* Entrées de données extraites
────────────────────────────────────────

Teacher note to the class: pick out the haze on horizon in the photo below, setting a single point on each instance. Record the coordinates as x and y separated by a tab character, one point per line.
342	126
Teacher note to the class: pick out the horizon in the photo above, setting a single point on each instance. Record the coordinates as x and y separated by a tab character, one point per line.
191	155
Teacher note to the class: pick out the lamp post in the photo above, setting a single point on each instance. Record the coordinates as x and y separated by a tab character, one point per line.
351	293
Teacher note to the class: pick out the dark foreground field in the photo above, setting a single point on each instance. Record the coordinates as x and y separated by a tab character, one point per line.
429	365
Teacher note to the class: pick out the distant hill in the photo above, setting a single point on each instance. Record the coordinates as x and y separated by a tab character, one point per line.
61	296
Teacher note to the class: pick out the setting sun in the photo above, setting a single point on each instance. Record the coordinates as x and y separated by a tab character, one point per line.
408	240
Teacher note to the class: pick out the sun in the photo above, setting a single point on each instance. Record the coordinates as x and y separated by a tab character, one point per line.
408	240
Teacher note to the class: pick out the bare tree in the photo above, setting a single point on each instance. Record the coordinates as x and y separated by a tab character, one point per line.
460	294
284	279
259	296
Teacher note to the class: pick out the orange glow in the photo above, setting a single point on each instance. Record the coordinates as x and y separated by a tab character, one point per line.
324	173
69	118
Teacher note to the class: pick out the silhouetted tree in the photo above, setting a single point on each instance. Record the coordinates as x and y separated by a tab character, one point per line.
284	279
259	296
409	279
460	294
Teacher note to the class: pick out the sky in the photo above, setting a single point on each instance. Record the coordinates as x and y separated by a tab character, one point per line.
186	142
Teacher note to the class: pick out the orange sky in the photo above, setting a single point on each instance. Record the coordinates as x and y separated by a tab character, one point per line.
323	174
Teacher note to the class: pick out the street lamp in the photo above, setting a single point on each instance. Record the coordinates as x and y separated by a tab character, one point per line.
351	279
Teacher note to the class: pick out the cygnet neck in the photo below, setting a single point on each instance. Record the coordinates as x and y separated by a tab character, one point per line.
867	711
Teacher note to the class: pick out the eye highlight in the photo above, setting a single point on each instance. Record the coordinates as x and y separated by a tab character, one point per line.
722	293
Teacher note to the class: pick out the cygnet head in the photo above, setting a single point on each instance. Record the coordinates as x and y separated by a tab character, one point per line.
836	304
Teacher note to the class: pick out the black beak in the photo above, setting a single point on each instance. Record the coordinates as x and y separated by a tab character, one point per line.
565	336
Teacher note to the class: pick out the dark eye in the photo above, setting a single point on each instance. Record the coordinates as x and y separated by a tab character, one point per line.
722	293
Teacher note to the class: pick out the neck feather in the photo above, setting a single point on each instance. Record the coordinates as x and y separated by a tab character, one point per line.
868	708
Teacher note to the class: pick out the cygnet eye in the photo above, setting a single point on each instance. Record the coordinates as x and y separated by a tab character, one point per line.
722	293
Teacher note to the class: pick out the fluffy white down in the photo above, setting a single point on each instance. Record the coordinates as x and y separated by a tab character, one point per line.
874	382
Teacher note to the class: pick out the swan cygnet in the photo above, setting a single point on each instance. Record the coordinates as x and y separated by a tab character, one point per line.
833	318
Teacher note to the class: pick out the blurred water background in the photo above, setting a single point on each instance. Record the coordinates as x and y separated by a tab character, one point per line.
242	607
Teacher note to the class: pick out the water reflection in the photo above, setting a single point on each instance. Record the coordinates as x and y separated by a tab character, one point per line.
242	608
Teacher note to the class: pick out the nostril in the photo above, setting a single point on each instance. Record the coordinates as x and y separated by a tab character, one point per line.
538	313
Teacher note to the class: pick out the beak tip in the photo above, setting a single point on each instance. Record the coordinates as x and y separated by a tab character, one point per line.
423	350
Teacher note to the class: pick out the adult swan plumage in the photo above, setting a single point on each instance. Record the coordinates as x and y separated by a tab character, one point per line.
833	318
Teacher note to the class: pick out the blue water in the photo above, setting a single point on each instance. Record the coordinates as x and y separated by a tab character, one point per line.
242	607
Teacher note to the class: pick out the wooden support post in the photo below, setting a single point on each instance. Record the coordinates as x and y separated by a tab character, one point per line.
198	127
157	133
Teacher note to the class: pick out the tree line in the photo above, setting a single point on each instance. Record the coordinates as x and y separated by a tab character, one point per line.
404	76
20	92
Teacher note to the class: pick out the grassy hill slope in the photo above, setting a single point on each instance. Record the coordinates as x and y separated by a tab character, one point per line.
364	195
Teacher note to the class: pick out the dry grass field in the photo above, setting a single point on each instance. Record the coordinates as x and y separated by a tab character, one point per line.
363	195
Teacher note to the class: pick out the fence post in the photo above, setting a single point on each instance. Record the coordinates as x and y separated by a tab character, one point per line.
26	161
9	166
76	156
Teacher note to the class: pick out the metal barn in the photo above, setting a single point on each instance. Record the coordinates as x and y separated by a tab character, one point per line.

────────────────────────────────────────

* CONSIGNE
Retranscrivez à l'identique l'ensemble des enregistrements ci-dessus, ligne par ligne.

* RÉPONSE ATTENDUE
Teacher note to the class: pick out the haze on horizon in the photo below, setting a single point on each instance. Record the coordinates as x and y separated by a tab character, one point per line.
342	126
Teacher note to the class: pick out the horizon in the photo above, setting a single point on each instance. Record the coordinates as x and y separated by a tab character, one point per line.
191	155
Teacher note to the class: pick out the lamp post in the photo above, setting a single point on each instance. Record the coordinates as x and y separated by a tab character, one point per line.
351	293
Teacher note to the class: pick out the dark foreground field in the photo above, setting a single point on each instance. Record the coordinates as x and y separated by a tab character, one point per line.
429	365
Teacher note to the class: pick out the distant hill in the photo above, setting a single point on each instance. Record the coordinates as x and y separated by a tab character, one point per line.
61	296
Teacher note to the class: pick out the setting sun in the photo above, setting a single point on each instance. Record the coordinates as x and y separated by a tab character, one point per line.
408	240
Teacher note to the class: pick out the sun in the photo above, setting a single point on each instance. Record the coordinates as x and y separated by a tab character, one point per line.
408	240
Teacher note to the class: pick out the bare tree in the photo above, setting a single point on each instance. Record the coordinates as x and y separated by a tab character, one point per line.
460	294
284	279
259	296
Teacher note to the class: pick out the orange glow in the photo above, setting a single point on each instance. Record the coordinates as x and y separated by a tab character, one point per line.
324	173
69	118
Teacher note to the class: pick out the silhouetted tree in the photo above, setting a single point on each instance. Record the coordinates as x and y separated by a tab character, one point per line.
284	279
259	296
409	279
460	294
Teacher note to the class: pick out the sky in the photo above, setting a single point on each instance. Record the coordinates as x and y separated by a tab character, one point per line.
186	142
Teacher note to the class: pick out the orange sky in the photo above, setting a single point on each instance. Record the coordinates as x and y separated by a tab character, one point per line.
323	174
Teacher note to the class: pick out the street lamp in the photo above, setting a single point on each instance. Record the coordinates as x and y separated by a tab character, one point per line.
351	279
Teacher note to the class: pick out the cygnet neck in the photo below, setting a single point on each instance. Record the coordinates as x and y separated by a tab character, one point per line.
867	711
Teacher note to the class: pick out the eye highlight in the photo above, setting a single point on each instance. Record the coordinates as x and y separated by a tab character, one point per line.
722	293
Teacher note to the class: pick out the cygnet head in the photo above, setting a single point on each instance. Record the coordinates as x and y separated by a tab character, one point per line.
836	304
Teacher note to the class: pick out the black beak in the photo above, setting a single point on each instance. Record the coordinates as x and y separated by a tab character, one point per line.
565	336
Teacher note to the class: pick out the dark eye in the photo above, setting a single point on each instance. Record the coordinates as x and y separated by a tab character, one point per line.
722	293
Teacher note to the class: pick out the neck feather in the photo above, setting a single point on each instance. Record the coordinates as x and y separated by a tab character, one point per line.
868	708
Teacher note to the class: pick out the cygnet eye in the photo above, setting a single point on each instance. Record the coordinates as x and y separated by a tab character, one point per line.
722	293
Teacher note to the class: pick out the fluffy white down in the photo above, setting a single point on each instance. Record the coordinates as x and y separated by a tab character, one point per line.
874	382
Teacher note to the class: pick out the swan cygnet in the photo above, setting a single point on each instance. Record the coordinates as x and y separated by a tab character, one point per line.
833	318
Teacher note to the class: pick out the blurred water background in the photo above, setting a single point on each instance. Record the coordinates as x and y separated by a tab character, one point per line.
242	607
Teacher note to the class: pick out the water reflection in the photo above, setting a single point on each instance. Record the coordinates as x and y separated by a tab character, one point per line.
242	608
Teacher note to the class: pick out the nostril in the photo above, setting a single point on each instance. Record the coordinates as x and y separated by a tab character, one point per line.
538	313
Teacher note to the class: pick out the beak tip in the photo above, setting a single point on each instance. Record the coordinates as x and y separated by a tab character, one point per line.
423	350
Teacher note to the class: pick out the adult swan plumage in the photo above, setting a single point on each instance. Record the coordinates as x and y separated by a tab character, one point per line.
833	318
Teacher note to the class: pick out the blue water in the photo above, setting a single point on each instance. Record the coordinates as x and y separated by a tab character, one point per line.
242	607
Teacher note to the class: pick out the wooden support post in the photo below, setting a single point on each instance. Record the coordinates as x and y separated by a tab character, one point per line.
198	127
157	133
Teacher note to the class: pick out the tree line in the photo above, setting a single point on each instance. Record the coordinates as x and y separated by a tab character, one point per line.
404	76
20	92
Teacher note to the class: pick out the grassy hill slope in the photo above, setting a single point on each instance. Record the coordinates as x and y separated by a tab character, one point per line.
364	195
Teacher note to the class: pick out the dry grass field in the photo above, setting a single point on each instance. Record the coordinates as x and y separated by a tab character, one point per line.
363	195
Teacher note to the class: pick out the fence post in the photo above, setting a single point on each instance. Record the coordinates as x and y separated by a tab character, one point per line.
26	161
9	166
76	156
Teacher note to the class: pick out the metal barn in the photo above, setting a single point on each instance. Record the coordinates as x and y separated by a tab character, one point per line.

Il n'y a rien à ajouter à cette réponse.